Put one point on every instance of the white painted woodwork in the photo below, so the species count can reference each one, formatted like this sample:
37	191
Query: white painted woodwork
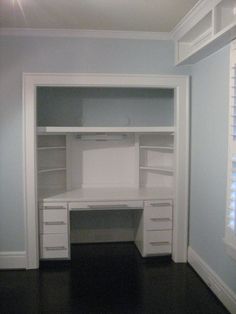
174	185
154	16
207	28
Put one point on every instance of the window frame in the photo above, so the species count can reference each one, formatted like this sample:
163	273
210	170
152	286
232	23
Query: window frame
230	234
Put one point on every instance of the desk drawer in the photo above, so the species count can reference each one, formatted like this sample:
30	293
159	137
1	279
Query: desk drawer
158	242
53	205
53	221
158	218
54	246
117	205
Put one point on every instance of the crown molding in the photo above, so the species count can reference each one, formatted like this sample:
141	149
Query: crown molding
73	33
201	8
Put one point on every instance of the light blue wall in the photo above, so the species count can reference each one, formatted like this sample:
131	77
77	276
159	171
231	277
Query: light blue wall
27	54
71	106
210	98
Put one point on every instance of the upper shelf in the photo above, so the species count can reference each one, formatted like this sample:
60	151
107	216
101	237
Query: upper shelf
64	130
212	30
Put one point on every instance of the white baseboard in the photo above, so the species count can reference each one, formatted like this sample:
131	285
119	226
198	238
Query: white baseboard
12	260
214	282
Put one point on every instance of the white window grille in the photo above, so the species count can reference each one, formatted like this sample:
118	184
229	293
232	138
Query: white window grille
230	230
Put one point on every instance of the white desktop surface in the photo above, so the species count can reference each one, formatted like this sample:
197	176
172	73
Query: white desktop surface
111	194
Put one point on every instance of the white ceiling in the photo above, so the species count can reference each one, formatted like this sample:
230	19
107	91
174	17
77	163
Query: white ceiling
114	15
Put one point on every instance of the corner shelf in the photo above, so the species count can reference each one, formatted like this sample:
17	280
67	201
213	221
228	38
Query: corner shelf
169	148
64	129
159	169
51	148
51	170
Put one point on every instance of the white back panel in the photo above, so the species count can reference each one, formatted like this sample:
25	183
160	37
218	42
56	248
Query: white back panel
101	163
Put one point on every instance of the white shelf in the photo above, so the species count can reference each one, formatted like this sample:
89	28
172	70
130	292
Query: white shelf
51	147
112	194
162	169
156	147
63	130
51	170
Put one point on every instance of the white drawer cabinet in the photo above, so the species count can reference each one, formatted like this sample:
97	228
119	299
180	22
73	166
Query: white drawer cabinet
158	242
54	231
53	246
154	232
53	221
158	216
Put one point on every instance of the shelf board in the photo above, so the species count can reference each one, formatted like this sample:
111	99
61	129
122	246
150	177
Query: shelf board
156	147
51	147
63	130
162	169
51	170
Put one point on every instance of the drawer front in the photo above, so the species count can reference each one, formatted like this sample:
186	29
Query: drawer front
54	246
53	221
158	204
158	218
117	205
53	205
158	242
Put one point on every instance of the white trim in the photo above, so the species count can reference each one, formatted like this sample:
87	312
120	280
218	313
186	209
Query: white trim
214	282
12	260
181	86
202	8
230	249
74	33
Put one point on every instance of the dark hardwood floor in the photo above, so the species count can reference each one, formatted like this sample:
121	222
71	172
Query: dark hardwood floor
104	279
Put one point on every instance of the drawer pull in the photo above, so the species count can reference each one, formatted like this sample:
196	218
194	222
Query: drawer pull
160	243
160	219
54	207
160	204
119	206
55	248
54	223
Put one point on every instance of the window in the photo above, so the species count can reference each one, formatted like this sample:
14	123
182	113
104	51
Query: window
230	233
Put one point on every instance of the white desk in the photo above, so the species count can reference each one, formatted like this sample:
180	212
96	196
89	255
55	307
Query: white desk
153	234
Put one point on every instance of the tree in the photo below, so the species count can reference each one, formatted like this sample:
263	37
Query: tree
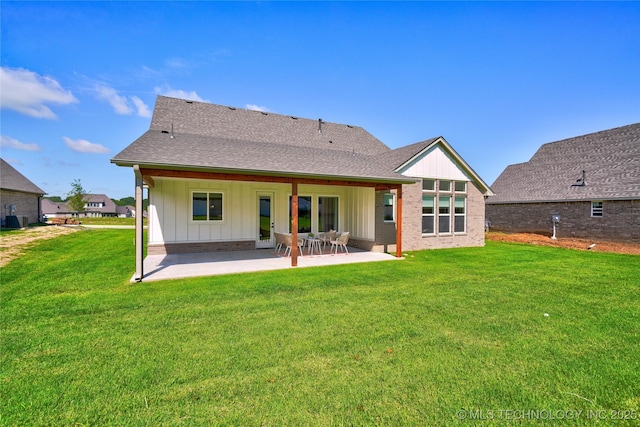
77	197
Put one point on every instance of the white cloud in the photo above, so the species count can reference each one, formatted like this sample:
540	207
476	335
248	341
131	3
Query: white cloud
84	146
8	142
27	92
177	63
120	103
178	93
255	107
143	109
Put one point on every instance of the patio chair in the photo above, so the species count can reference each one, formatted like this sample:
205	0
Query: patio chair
326	237
279	241
288	242
340	242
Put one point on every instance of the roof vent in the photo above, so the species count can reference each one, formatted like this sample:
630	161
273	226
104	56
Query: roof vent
581	182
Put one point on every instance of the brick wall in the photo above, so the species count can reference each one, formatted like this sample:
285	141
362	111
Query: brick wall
412	238
27	204
620	219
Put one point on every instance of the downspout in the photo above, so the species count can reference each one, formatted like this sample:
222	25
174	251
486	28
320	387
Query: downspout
139	241
294	224
399	223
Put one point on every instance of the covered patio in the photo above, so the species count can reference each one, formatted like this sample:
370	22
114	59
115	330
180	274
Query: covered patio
176	266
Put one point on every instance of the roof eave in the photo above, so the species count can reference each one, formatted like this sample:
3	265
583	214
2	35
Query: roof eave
293	175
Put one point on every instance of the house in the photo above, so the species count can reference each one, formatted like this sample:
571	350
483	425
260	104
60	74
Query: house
19	197
97	205
225	178
590	184
127	211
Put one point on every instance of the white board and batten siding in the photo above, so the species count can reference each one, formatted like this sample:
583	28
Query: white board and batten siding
435	163
170	203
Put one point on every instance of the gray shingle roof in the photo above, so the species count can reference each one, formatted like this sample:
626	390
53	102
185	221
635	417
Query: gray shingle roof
214	137
11	179
610	159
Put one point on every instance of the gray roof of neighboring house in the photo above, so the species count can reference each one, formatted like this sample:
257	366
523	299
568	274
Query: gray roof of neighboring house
11	179
196	135
610	160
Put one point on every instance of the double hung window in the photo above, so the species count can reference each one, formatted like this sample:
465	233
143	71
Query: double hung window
206	206
327	213
596	209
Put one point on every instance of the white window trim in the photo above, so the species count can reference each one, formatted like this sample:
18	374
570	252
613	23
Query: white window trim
599	210
433	215
456	215
207	221
393	207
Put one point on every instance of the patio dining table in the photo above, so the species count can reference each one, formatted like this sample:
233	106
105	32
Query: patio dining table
314	244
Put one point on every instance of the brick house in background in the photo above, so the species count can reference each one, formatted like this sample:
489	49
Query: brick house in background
592	182
19	196
223	178
97	205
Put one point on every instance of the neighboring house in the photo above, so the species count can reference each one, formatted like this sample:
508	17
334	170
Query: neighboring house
592	182
18	196
51	209
224	178
125	211
97	205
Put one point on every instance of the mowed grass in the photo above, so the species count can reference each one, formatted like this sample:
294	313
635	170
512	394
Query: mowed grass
408	342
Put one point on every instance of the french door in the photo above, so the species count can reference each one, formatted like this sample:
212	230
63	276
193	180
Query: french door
265	221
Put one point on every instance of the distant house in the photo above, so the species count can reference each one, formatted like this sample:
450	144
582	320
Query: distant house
590	182
18	196
126	211
97	205
224	178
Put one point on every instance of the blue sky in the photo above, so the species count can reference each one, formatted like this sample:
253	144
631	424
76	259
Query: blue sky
496	79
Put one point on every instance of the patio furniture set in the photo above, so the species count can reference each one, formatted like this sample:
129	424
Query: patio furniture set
312	243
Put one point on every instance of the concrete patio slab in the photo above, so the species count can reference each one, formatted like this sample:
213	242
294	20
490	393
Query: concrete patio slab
175	266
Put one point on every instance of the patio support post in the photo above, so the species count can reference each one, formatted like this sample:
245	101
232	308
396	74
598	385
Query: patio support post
139	241
399	222
294	224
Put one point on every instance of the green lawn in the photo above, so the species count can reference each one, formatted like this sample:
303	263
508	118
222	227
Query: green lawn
409	342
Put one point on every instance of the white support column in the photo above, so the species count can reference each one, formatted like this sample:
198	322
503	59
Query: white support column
139	240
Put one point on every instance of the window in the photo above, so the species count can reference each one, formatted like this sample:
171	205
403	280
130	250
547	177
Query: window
428	214
389	207
428	185
304	214
327	213
444	214
460	216
596	209
206	207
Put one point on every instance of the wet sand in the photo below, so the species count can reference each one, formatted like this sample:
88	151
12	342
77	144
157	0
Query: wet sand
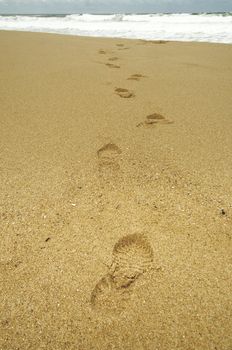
115	194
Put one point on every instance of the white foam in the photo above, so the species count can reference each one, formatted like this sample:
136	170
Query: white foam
180	27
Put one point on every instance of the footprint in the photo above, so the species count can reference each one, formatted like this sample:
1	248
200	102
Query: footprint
124	93
153	119
136	77
108	156
113	58
132	257
111	65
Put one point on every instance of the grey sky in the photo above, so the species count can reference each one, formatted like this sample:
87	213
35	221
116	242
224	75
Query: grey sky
114	6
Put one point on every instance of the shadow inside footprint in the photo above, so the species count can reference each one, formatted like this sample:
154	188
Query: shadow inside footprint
111	65
132	256
108	155
153	119
124	93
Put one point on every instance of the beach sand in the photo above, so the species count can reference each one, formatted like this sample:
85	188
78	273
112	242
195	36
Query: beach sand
115	194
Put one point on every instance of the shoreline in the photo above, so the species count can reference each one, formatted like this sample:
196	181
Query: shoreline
116	38
115	193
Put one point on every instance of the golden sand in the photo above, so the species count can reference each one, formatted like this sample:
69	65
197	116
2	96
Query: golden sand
116	196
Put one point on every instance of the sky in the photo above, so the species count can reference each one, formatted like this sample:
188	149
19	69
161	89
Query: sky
112	6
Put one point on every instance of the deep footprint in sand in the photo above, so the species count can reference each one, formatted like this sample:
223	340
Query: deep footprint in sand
124	93
132	257
136	77
154	119
108	156
111	65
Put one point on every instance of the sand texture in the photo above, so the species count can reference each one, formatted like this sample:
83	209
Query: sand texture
115	194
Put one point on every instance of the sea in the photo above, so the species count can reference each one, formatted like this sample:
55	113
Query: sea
203	27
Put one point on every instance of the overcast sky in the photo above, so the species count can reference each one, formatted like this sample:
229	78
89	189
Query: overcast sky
114	6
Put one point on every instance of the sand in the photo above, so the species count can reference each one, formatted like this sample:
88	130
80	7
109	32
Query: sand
115	194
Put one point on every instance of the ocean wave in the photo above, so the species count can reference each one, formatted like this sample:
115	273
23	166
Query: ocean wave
181	27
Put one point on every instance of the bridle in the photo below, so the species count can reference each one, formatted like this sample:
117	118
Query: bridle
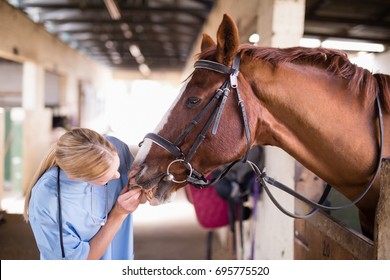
216	104
199	181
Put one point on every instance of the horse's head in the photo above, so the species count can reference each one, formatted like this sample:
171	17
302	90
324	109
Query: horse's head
202	130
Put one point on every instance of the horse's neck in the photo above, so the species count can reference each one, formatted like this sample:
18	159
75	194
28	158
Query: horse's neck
310	115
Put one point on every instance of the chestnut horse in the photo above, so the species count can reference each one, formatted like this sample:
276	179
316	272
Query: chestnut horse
311	102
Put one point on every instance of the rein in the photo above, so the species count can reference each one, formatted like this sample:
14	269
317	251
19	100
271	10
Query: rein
199	181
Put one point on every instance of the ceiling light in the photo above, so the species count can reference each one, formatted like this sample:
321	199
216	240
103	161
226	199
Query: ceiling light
134	50
310	42
254	38
144	69
353	46
113	9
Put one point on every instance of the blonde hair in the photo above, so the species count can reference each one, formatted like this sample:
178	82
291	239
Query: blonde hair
82	153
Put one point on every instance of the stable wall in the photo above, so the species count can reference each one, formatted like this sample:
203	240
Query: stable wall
25	42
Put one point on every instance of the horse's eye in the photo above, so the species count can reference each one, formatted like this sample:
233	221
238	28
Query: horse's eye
192	102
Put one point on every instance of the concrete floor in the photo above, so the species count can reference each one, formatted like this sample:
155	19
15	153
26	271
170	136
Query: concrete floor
166	232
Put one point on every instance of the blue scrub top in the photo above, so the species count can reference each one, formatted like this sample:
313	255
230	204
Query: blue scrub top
83	208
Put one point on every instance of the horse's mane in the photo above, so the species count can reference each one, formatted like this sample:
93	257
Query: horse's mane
360	80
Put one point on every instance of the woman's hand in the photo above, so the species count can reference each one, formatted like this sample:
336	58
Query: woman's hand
128	200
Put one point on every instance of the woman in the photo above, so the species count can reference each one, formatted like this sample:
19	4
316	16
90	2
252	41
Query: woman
79	205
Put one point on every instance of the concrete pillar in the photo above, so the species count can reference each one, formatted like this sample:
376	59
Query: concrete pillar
280	24
2	154
382	223
33	96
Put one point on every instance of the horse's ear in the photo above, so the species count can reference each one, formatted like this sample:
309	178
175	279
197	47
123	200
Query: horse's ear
227	41
207	42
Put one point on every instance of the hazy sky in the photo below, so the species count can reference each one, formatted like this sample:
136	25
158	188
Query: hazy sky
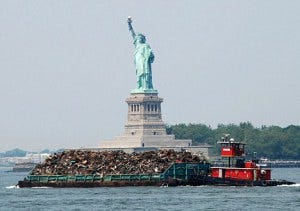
67	66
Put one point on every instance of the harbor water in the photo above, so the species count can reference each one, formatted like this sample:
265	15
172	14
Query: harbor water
151	198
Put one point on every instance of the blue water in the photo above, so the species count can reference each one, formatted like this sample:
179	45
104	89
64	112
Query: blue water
152	198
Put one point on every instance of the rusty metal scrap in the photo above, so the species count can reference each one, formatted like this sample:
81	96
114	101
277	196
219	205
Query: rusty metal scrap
113	162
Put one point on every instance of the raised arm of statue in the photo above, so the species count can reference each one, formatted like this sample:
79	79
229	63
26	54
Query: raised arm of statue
129	21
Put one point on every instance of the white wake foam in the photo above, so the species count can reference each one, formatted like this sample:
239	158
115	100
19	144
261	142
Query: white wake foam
12	187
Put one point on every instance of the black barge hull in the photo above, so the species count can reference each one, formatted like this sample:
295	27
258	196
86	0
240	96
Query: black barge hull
171	182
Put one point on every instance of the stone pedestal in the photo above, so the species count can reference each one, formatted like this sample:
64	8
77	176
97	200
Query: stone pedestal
144	126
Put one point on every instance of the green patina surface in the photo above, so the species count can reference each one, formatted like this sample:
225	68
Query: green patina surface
143	58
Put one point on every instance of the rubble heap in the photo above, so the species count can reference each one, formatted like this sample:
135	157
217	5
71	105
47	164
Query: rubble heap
112	162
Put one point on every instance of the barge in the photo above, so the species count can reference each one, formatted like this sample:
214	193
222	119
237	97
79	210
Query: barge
178	169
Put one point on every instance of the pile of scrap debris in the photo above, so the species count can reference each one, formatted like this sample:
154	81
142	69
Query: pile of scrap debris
113	162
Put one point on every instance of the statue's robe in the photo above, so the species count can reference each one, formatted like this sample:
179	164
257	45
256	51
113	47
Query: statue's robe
143	58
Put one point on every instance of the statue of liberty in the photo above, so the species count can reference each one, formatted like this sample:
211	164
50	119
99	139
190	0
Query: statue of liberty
143	57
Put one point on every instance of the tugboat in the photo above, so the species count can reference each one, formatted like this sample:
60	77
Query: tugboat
239	172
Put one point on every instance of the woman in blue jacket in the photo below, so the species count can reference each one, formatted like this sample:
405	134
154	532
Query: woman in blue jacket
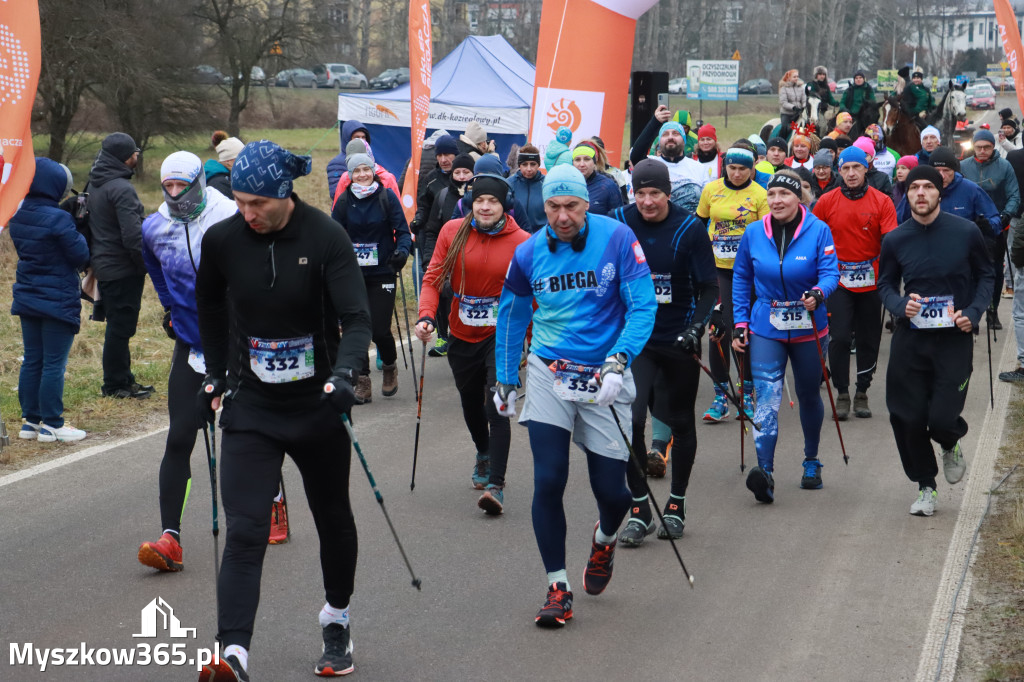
47	296
373	217
788	260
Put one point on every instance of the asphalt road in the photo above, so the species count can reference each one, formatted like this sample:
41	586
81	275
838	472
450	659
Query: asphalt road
836	584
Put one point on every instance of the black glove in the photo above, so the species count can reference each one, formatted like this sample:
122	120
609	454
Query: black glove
339	391
168	327
816	295
689	340
212	387
717	324
397	260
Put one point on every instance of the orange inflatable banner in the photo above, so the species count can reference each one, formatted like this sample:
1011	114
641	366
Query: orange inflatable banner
1011	38
583	70
19	60
420	62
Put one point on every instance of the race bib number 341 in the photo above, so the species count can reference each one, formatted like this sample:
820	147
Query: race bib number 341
572	381
282	360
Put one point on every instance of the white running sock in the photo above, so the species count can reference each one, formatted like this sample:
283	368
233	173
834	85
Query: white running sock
331	614
559	577
239	652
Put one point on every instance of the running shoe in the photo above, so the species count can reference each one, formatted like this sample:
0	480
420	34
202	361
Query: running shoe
1014	377
337	658
493	500
925	504
761	483
719	409
225	670
481	471
439	349
675	518
811	479
30	431
597	574
165	554
557	608
66	433
279	523
953	465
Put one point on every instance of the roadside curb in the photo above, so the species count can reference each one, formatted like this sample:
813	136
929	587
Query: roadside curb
945	626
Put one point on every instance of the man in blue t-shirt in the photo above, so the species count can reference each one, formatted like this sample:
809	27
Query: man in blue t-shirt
595	309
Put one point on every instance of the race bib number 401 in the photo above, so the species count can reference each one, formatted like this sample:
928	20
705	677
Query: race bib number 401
572	381
936	312
282	360
786	315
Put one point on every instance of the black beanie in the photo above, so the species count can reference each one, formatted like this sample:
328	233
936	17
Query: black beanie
924	172
463	161
491	184
943	157
651	173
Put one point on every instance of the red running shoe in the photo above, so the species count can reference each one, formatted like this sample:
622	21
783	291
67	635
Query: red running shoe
557	609
165	554
279	523
597	574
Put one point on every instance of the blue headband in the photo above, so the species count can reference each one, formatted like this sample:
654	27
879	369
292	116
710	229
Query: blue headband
265	169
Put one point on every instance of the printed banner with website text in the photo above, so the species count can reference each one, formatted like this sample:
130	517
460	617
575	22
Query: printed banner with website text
583	70
18	78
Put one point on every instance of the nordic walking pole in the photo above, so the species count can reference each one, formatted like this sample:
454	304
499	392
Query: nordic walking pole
417	583
643	477
419	416
400	341
827	376
988	342
409	330
210	430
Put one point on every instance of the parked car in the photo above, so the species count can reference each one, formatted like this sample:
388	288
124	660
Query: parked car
390	79
295	78
339	76
980	95
756	86
208	75
678	86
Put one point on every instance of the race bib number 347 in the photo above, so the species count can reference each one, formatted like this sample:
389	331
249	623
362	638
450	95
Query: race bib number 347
282	360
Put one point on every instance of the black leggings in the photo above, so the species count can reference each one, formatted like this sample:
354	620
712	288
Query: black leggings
254	445
673	376
719	366
182	386
854	312
381	296
473	368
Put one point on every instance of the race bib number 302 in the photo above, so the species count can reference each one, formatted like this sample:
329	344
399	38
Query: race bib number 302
572	381
786	315
936	312
282	360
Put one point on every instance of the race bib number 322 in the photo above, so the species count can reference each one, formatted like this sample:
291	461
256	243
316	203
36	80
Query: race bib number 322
282	360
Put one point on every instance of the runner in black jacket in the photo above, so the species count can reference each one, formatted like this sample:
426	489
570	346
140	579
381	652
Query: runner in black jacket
273	284
947	276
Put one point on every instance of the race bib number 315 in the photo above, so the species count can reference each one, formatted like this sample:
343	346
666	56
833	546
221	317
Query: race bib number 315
282	360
==============================
● **About this task**: How many lines in the records hold the string "below"? Answer with only that number.

● **Problem solution**: 6